Segment Start: INPUT FOR THIS TASK

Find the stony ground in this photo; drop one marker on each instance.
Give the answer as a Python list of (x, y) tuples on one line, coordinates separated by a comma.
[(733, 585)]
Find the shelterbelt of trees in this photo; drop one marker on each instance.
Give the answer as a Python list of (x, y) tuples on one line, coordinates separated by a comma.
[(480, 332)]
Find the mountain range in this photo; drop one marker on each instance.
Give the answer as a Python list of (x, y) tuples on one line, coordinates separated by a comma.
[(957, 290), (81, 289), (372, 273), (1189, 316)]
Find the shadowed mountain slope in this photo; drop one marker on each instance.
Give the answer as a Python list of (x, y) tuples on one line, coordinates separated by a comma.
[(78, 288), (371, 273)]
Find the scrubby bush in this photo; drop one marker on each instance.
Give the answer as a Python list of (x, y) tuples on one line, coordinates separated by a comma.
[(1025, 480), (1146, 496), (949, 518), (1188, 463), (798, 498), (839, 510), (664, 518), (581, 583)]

Segment End: INPUT FOR THIS TASK
Segment Start: INPUT FOR THIS TASK

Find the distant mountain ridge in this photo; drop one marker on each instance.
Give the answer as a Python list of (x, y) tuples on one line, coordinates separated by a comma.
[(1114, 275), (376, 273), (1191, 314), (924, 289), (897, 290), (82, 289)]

Segment End: INPUT FOR THIS TASK

◆ WORK TO BE COMPLETED: Go through the entries and copy each line holding the string "drop".

◆ YOUR SOLUTION:
Find the stony ground in this photo; drop one marker on each instance.
Find the shelterbelt of trees in this photo; drop one marker on each instance.
Find the mountain range in this photo; drop one marker on each instance.
Find the shadowed mountain slope in this photo; drop one marker on each instance.
Find the scrubby bush in this photo; drop one marker on each instance.
Find the distant mountain ridge in this photo; drop one marker on each instance.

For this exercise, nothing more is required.